Management fees and operating expenses charged to Entergy Savings Plan VI for investments in the mutual funds are deducted from income earned on a daily basis and are not separately reflected.  Consequently, management fees and operating expenses are reflected as a reduction of investment return for such investments. General administrative expenses are separately reflected but also show a reduction in investment return and recordkeeping expenses.

Note 3.                 Fair Value Measurements

The Master Trust classifies its investments as follows:

·  
Level 1 - Level 1 inputs are unadjusted quoted prices for identical assets or liabilities in active markets that the plan has the ability to access at the measurement date.  Active markets are those in which transactions for the asset or liability occur in sufficient frequency and volume to provide pricing information on an ongoing basis.

·  
Level 2 - Level 2 inputs are inputs other than quoted prices included in Level 1 that are, either directly or indirectly, observable for the asset or liability at the measurement date.  Assets are valued based on prices derived by an independent party that uses inputs such as benchmark yields, reported trades, broker/dealer quotes, and issuer spreads.  Prices are reviewed and can be challenged with the independent parties and/or overridden by Entergy Corporation if it is believed such would be more reflective of fair value.  Level 2 inputs include the following:
o  
quoted prices for similar assets or liabilities in active markets;
o  
quoted prices for identical or similar assets or liabilities in inactive markets;
o  
inputs other than quoted prices that are observable for the asset or liability; or
o  
inputs that are derived principally from or corroborated by observable market data by correlation or other means.

If an asset or liability has a specified (contractual) term, the Level 2 input must be observable for substantially the full term of the asset or liability.

·  
Level 3 - Level 3 refers to securities valued based on significant unobservable inputs.

Assets and liabilities are classified in their entirety based on the lowest level of input that is significant to the fair value measurement.  The following table sets forth by level within the fair value hierarchy a summary of the Master Trust's investments measured at fair value on a recurring basis at December 31, 2012.

◆ **ENTRIES SUPPLIED**
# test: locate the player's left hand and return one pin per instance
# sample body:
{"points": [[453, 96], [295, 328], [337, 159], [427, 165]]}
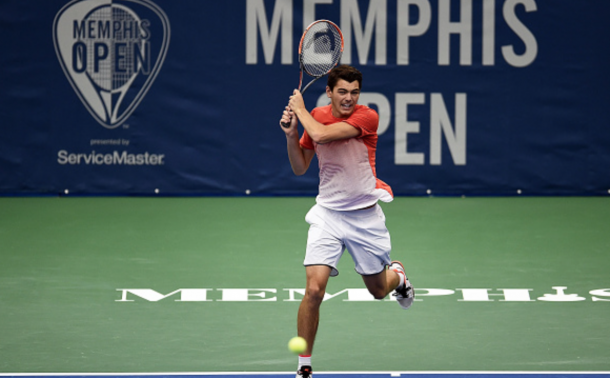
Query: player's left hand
{"points": [[296, 101]]}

◆ **WRITTEN REQUEST**
In the fair value note, which entity may override the prices derived by an independent party for Level 2 assets? The items are separate material, apart from the fair value note.

◆ **COMPLETE RESPONSE**
Entergy Corporation.